◆ **PROBLEM TO SOLVE**:
Please reproduce every one of the following records word for word, with no changes.

◆ **DATASET RECORDS**:

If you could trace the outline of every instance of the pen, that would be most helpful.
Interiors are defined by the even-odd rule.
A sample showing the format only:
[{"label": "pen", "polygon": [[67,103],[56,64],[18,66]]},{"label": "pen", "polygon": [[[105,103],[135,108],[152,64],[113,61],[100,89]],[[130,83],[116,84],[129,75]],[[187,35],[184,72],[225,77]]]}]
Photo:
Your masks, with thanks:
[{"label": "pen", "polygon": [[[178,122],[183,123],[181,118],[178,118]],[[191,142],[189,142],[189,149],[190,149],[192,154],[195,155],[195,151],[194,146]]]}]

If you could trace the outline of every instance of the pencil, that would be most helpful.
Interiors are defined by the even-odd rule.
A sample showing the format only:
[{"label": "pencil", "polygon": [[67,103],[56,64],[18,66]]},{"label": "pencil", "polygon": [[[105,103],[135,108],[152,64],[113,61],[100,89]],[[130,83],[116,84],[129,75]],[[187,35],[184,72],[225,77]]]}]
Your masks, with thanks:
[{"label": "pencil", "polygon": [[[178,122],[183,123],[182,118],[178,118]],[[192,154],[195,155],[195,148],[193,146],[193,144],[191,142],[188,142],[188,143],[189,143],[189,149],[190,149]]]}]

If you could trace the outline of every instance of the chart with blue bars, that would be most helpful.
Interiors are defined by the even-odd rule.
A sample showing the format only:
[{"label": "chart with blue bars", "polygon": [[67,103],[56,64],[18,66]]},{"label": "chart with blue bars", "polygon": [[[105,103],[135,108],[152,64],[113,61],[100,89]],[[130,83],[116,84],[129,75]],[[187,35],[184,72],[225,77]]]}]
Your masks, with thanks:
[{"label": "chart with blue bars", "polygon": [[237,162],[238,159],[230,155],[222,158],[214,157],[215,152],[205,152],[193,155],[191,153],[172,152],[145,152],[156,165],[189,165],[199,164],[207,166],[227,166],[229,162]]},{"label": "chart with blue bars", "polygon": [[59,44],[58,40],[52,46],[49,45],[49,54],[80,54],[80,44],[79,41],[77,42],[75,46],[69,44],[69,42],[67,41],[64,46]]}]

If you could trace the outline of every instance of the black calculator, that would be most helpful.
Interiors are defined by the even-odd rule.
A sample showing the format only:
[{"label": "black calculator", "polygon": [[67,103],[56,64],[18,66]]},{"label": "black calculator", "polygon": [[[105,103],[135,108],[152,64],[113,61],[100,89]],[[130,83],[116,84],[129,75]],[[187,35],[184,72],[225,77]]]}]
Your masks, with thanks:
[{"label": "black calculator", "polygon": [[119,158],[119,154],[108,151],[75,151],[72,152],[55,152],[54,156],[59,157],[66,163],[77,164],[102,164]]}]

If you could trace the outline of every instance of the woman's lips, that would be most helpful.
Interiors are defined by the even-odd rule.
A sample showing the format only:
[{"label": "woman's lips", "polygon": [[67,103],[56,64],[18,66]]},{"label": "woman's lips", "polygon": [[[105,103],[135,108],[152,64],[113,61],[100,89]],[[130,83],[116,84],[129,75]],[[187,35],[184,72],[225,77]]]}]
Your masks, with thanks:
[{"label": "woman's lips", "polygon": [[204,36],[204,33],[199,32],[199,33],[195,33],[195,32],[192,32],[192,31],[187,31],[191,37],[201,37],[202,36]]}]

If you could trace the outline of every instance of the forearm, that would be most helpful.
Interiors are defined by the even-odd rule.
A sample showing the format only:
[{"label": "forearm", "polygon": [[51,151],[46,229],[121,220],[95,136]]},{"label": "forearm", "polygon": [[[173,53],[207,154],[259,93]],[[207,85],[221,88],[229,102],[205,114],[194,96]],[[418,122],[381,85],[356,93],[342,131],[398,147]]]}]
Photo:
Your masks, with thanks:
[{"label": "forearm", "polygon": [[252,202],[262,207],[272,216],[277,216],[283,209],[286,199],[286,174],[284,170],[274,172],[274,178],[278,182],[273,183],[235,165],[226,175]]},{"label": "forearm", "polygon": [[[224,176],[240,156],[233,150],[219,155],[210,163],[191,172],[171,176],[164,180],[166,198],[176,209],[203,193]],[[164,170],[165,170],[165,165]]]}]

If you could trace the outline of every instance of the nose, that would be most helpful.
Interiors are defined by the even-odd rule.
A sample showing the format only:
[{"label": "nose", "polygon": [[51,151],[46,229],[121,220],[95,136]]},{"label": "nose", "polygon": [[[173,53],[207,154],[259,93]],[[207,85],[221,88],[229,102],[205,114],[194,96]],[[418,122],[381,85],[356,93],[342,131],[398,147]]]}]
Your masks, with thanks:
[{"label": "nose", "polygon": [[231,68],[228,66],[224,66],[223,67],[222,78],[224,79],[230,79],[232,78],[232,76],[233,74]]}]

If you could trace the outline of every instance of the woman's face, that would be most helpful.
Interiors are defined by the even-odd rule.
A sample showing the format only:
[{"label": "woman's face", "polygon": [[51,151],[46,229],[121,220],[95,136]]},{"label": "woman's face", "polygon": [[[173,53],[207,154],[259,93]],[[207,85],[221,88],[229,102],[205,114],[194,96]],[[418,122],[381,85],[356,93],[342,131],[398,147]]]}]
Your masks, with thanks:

◆ **COMPLETE ANSWER**:
If you could trace the outline of every instance of the pen, that would be most helpful.
Interiors are defined by the even-odd rule.
A sample showing the format only:
[{"label": "pen", "polygon": [[67,103],[56,64],[18,66]]},{"label": "pen", "polygon": [[[105,103],[135,108],[152,64],[113,61],[100,89]],[[130,83],[116,84],[129,75]],[[187,35],[184,72],[225,77]]]}]
Photo:
Your masks, with thanks:
[{"label": "pen", "polygon": [[[178,122],[183,123],[181,118],[178,118]],[[191,142],[189,142],[189,149],[190,149],[192,154],[195,155],[195,151],[194,146]]]}]

If you could trace the outline of every instance of the pencil, that would be most helpful.
Interiors are defined by the even-odd rule.
A sample showing the format only:
[{"label": "pencil", "polygon": [[67,103],[56,64],[18,66]]},{"label": "pencil", "polygon": [[[105,103],[135,108],[152,64],[113,61],[100,89]],[[130,83],[116,84],[129,75]],[[187,35],[184,72],[225,77]]]}]
Your masks, with thanks:
[{"label": "pencil", "polygon": [[[178,122],[183,123],[182,118],[178,118]],[[192,154],[195,155],[195,148],[193,146],[193,144],[191,142],[188,142],[188,143],[189,143],[189,149],[190,149]]]}]

If you could trace the outline of every instance of the chart with blue bars, that would be most helpful.
Interiors are defined by the even-odd rule.
A sample showing the format only:
[{"label": "chart with blue bars", "polygon": [[67,103],[56,64],[18,66]]},{"label": "chart with blue bars", "polygon": [[[105,103],[135,108],[152,64],[113,61],[100,89]],[[130,83],[116,84],[129,75]],[[187,35],[184,72],[225,77]]]}]
Your masks, with thanks:
[{"label": "chart with blue bars", "polygon": [[237,162],[238,159],[230,155],[222,158],[214,157],[215,152],[205,152],[193,155],[191,153],[172,152],[145,152],[156,165],[189,165],[199,164],[207,166],[227,166],[229,162]]},{"label": "chart with blue bars", "polygon": [[59,44],[58,40],[52,46],[49,45],[49,54],[80,54],[80,44],[79,41],[77,42],[75,46],[69,44],[69,42],[67,41],[64,46]]}]

If you could trace the outline of every instance of the black calculator, that would be most helpful.
Interiors are defined by the even-odd rule.
A sample showing the format only:
[{"label": "black calculator", "polygon": [[67,103],[56,64],[18,66]]},{"label": "black calculator", "polygon": [[[105,103],[135,108],[152,64],[113,61],[100,89]],[[130,83],[116,84],[129,75]],[[187,35],[184,72],[225,77]]]}]
Your masks, with thanks:
[{"label": "black calculator", "polygon": [[119,158],[119,154],[108,151],[75,151],[72,152],[55,152],[54,156],[59,157],[66,163],[77,164],[102,164]]}]

If you could trace the outline of every instance of the woman's lips, that would be most helpful.
Interiors are defined by the even-odd rule.
A sample showing the format only:
[{"label": "woman's lips", "polygon": [[67,103],[56,64],[18,66]]},{"label": "woman's lips", "polygon": [[[105,103],[135,108],[152,64],[113,61],[100,89]],[[130,83],[116,84],[129,75]],[[187,35],[184,72],[225,77]]]}]
Your masks, with thanks:
[{"label": "woman's lips", "polygon": [[204,36],[204,33],[199,32],[199,33],[195,33],[195,32],[192,32],[192,31],[187,31],[191,37],[201,37],[202,36]]}]

If you could trace the outline of every instance of the forearm, that would be most helpful.
Interiors are defined by the even-odd rule.
A sample showing the format only:
[{"label": "forearm", "polygon": [[51,151],[46,229],[121,220],[95,136]]},{"label": "forearm", "polygon": [[[173,53],[207,154],[259,93]],[[207,85],[221,88],[229,102],[205,114],[194,96]],[[418,122],[381,85],[356,93],[342,131],[398,147]]]}]
Photo:
Your masks, with thanks:
[{"label": "forearm", "polygon": [[252,202],[262,207],[272,216],[277,216],[283,209],[286,199],[286,174],[284,170],[274,172],[274,178],[278,182],[273,183],[235,165],[226,175]]},{"label": "forearm", "polygon": [[[224,176],[240,156],[233,150],[219,155],[210,163],[191,172],[171,176],[164,180],[166,198],[176,209],[203,193]],[[164,170],[165,170],[165,165]]]}]

If you could trace the outline of every instance of the nose, that would be most helpful.
Interiors are defined by the even-odd rule.
A sample showing the format only:
[{"label": "nose", "polygon": [[51,151],[46,229],[121,220],[95,136]]},{"label": "nose", "polygon": [[[173,53],[207,154],[259,93]],[[207,85],[221,88],[229,102],[205,114],[194,96]],[[418,122],[381,85],[356,93],[342,131],[398,147]]]}]
Your masks, with thanks:
[{"label": "nose", "polygon": [[231,68],[228,66],[224,66],[223,67],[222,78],[224,79],[230,79],[232,78],[232,76],[233,74]]}]

If you could trace the outline of every instance of the woman's face, that would be most helpful.
Interiors are defined by the even-odd rule.
A sample showing the format only:
[{"label": "woman's face", "polygon": [[51,151],[46,229],[121,220],[95,136]]},{"label": "woman's face", "polygon": [[[173,53],[207,154],[259,93]],[[207,85],[221,88],[229,102],[205,114],[194,96]],[[418,122],[381,85],[356,93],[342,131],[398,147]]]}]
Your masks, with thanks:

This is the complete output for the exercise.